-- Problem to solve --
Which lines in the records below contain the word "photo"? Copy each of them.
*** Opening of Data extracts ***
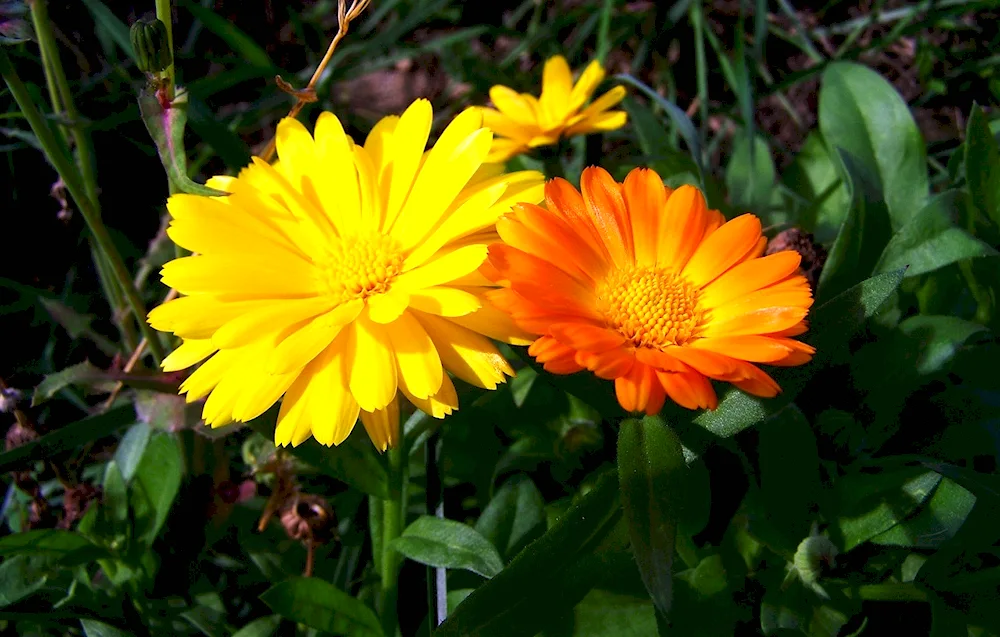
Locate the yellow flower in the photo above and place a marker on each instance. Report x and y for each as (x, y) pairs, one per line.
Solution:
*** Close of Data extracts ***
*** Opening of Data extracts ***
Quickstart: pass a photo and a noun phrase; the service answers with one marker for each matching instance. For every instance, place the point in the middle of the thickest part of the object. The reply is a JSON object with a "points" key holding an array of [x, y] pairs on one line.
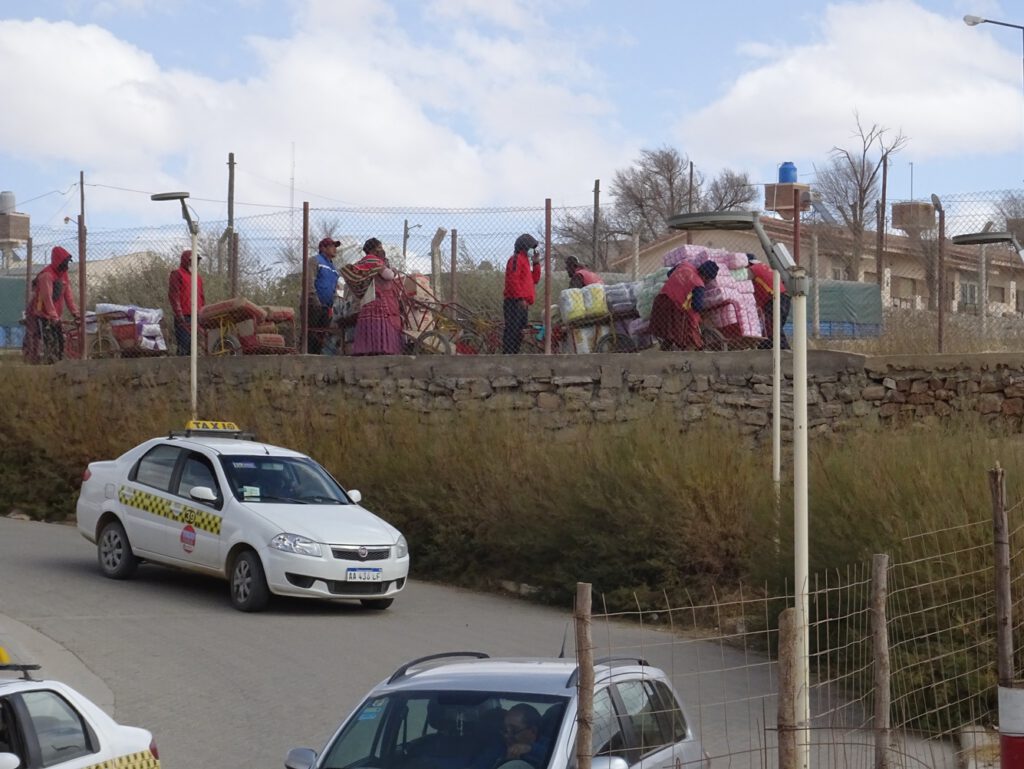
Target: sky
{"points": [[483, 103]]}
*** Close of Data extracts ***
-- Reply --
Locate the yellow flower in the photo above and place a marker on each instance. Report x and y for each as (x, y) pairs, one per line.
Quickstart: pass a photo and a noun phrase; the service answers with one marker for each matching instance. For every instance, place the point in the middle of the thickest part of the object. The reply is a JSON object with a "points" key holding an array of [x, y] pairs on one line.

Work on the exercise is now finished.